**Required task**
Can you reproduce all of the data below verbatim, leaving the pictures out of your answer?
##### Recorded data
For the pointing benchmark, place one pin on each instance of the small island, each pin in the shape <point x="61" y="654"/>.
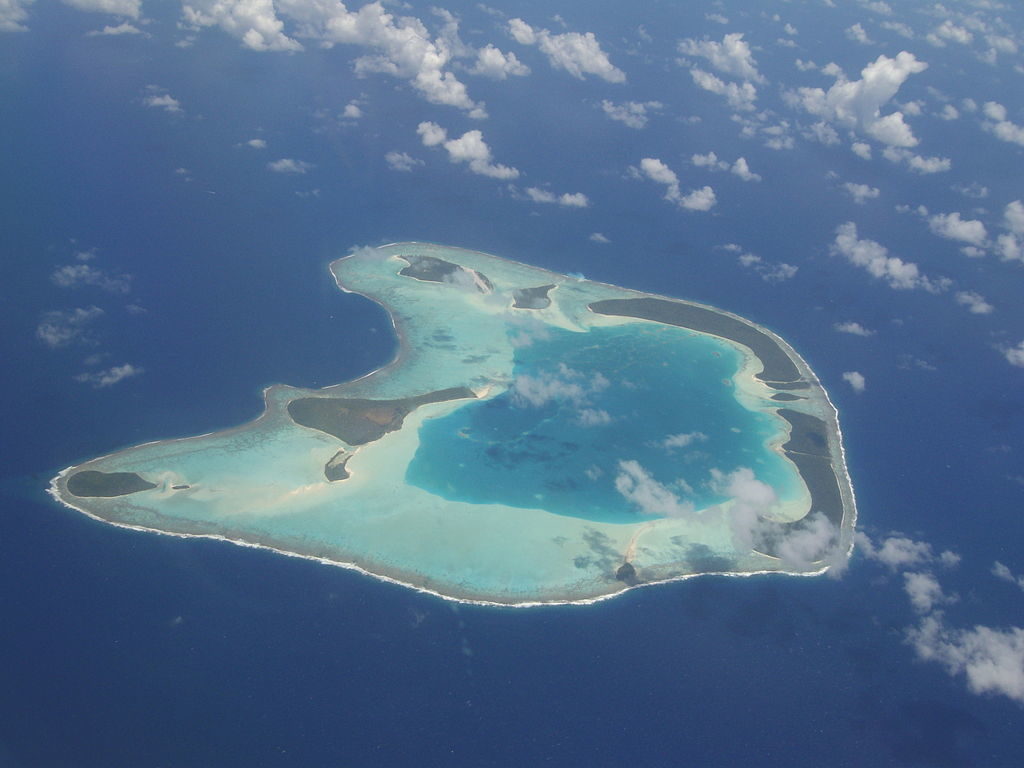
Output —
<point x="539" y="438"/>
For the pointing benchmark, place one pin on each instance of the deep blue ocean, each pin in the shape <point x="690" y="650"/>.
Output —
<point x="120" y="648"/>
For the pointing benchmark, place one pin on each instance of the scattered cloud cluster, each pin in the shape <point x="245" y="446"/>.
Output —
<point x="696" y="200"/>
<point x="990" y="658"/>
<point x="129" y="8"/>
<point x="290" y="166"/>
<point x="739" y="168"/>
<point x="110" y="376"/>
<point x="1011" y="245"/>
<point x="876" y="259"/>
<point x="73" y="275"/>
<point x="566" y="200"/>
<point x="469" y="148"/>
<point x="854" y="329"/>
<point x="158" y="98"/>
<point x="61" y="328"/>
<point x="861" y="193"/>
<point x="649" y="497"/>
<point x="856" y="381"/>
<point x="400" y="161"/>
<point x="631" y="114"/>
<point x="565" y="387"/>
<point x="731" y="57"/>
<point x="856" y="104"/>
<point x="399" y="46"/>
<point x="578" y="54"/>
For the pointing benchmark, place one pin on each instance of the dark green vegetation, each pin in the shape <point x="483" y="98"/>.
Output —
<point x="358" y="421"/>
<point x="432" y="269"/>
<point x="93" y="483"/>
<point x="777" y="366"/>
<point x="335" y="470"/>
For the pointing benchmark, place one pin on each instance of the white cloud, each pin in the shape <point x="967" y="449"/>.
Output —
<point x="876" y="259"/>
<point x="751" y="500"/>
<point x="12" y="14"/>
<point x="1015" y="355"/>
<point x="739" y="96"/>
<point x="492" y="62"/>
<point x="401" y="46"/>
<point x="400" y="161"/>
<point x="741" y="169"/>
<point x="1011" y="245"/>
<point x="657" y="171"/>
<point x="649" y="496"/>
<point x="128" y="8"/>
<point x="71" y="275"/>
<point x="856" y="381"/>
<point x="999" y="126"/>
<point x="899" y="28"/>
<point x="61" y="328"/>
<point x="731" y="56"/>
<point x="698" y="200"/>
<point x="925" y="591"/>
<point x="857" y="103"/>
<point x="158" y="98"/>
<point x="122" y="29"/>
<point x="1001" y="571"/>
<point x="681" y="440"/>
<point x="111" y="376"/>
<point x="709" y="161"/>
<point x="470" y="148"/>
<point x="1013" y="217"/>
<point x="992" y="659"/>
<point x="857" y="34"/>
<point x="815" y="541"/>
<point x="951" y="226"/>
<point x="975" y="302"/>
<point x="632" y="114"/>
<point x="431" y="134"/>
<point x="290" y="165"/>
<point x="854" y="329"/>
<point x="562" y="385"/>
<point x="861" y="193"/>
<point x="254" y="22"/>
<point x="578" y="54"/>
<point x="898" y="552"/>
<point x="916" y="163"/>
<point x="573" y="200"/>
<point x="878" y="6"/>
<point x="769" y="271"/>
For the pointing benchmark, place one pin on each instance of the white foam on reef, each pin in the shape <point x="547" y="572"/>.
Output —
<point x="261" y="484"/>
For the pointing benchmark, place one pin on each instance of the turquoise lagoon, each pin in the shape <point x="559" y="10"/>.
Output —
<point x="522" y="448"/>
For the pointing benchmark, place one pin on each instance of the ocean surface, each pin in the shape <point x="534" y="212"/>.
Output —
<point x="123" y="648"/>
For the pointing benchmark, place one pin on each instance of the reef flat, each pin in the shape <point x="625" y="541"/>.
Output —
<point x="538" y="438"/>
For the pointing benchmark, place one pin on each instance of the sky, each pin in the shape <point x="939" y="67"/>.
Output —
<point x="177" y="176"/>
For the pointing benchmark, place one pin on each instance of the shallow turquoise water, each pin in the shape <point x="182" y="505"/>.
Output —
<point x="597" y="398"/>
##########
**Result of the task**
For the pointing benchmark, place one pin on each instance of the small island, each pin in the shape <point x="61" y="654"/>.
Output —
<point x="539" y="438"/>
For the pointing benchmark, place one pin on each instance of the deep blue ocean, each pin in the shape <point x="690" y="650"/>.
Output —
<point x="120" y="648"/>
For the pointing benchmark, place one pin on each instance of the scattered cloud cluster, each pin in the shape <point x="245" y="446"/>.
Output —
<point x="696" y="200"/>
<point x="990" y="658"/>
<point x="129" y="8"/>
<point x="290" y="166"/>
<point x="739" y="168"/>
<point x="110" y="376"/>
<point x="1011" y="245"/>
<point x="876" y="259"/>
<point x="73" y="275"/>
<point x="566" y="200"/>
<point x="469" y="148"/>
<point x="854" y="329"/>
<point x="158" y="98"/>
<point x="61" y="328"/>
<point x="861" y="193"/>
<point x="649" y="497"/>
<point x="856" y="381"/>
<point x="400" y="161"/>
<point x="631" y="114"/>
<point x="565" y="387"/>
<point x="731" y="57"/>
<point x="856" y="104"/>
<point x="399" y="46"/>
<point x="578" y="54"/>
For the pointing benchmark, place one pin on each instance of the dark green vegetation, each pin in the shape <point x="483" y="98"/>.
Output —
<point x="358" y="421"/>
<point x="432" y="269"/>
<point x="93" y="483"/>
<point x="777" y="366"/>
<point x="335" y="470"/>
For the pointing benchmark, place one pin on each instance of the white cloud, each pin in the shape <point x="967" y="449"/>.
Output —
<point x="876" y="259"/>
<point x="751" y="500"/>
<point x="12" y="14"/>
<point x="1015" y="355"/>
<point x="739" y="96"/>
<point x="492" y="62"/>
<point x="401" y="46"/>
<point x="400" y="161"/>
<point x="741" y="169"/>
<point x="1011" y="245"/>
<point x="657" y="171"/>
<point x="649" y="496"/>
<point x="128" y="8"/>
<point x="71" y="275"/>
<point x="856" y="381"/>
<point x="999" y="126"/>
<point x="899" y="28"/>
<point x="61" y="328"/>
<point x="731" y="56"/>
<point x="698" y="200"/>
<point x="925" y="591"/>
<point x="857" y="103"/>
<point x="158" y="98"/>
<point x="122" y="29"/>
<point x="1001" y="571"/>
<point x="681" y="440"/>
<point x="111" y="376"/>
<point x="709" y="161"/>
<point x="470" y="148"/>
<point x="1013" y="217"/>
<point x="992" y="659"/>
<point x="857" y="34"/>
<point x="815" y="541"/>
<point x="951" y="226"/>
<point x="975" y="302"/>
<point x="632" y="114"/>
<point x="431" y="134"/>
<point x="290" y="165"/>
<point x="854" y="329"/>
<point x="562" y="385"/>
<point x="861" y="193"/>
<point x="254" y="22"/>
<point x="578" y="54"/>
<point x="898" y="552"/>
<point x="916" y="163"/>
<point x="573" y="200"/>
<point x="878" y="6"/>
<point x="769" y="271"/>
For the pointing benchmark, place one pin on each instance of the white foam on reef, each pin in the shape <point x="547" y="572"/>.
Output —
<point x="261" y="484"/>
For the pointing benchmark, place one pin on each instance of the turquoise lagoon, each pin in the shape <point x="559" y="10"/>.
Output —
<point x="522" y="448"/>
For the pointing benchmark, place one pin on each instance of the ocean surface, each pin in the shape <point x="534" y="212"/>.
Output —
<point x="123" y="648"/>
For the pointing benchmark, place one pin on each instance of the reef flat, each pin in the shape <point x="625" y="541"/>.
Output —
<point x="538" y="438"/>
For the pointing benchmark, place one pin on each instance of the sky, each pin in the shape <point x="939" y="67"/>.
Output —
<point x="177" y="176"/>
For the pointing benchmark, place one pin on each instance of the shallow turquoise water, each pin in the shape <point x="182" y="505"/>.
Output —
<point x="597" y="398"/>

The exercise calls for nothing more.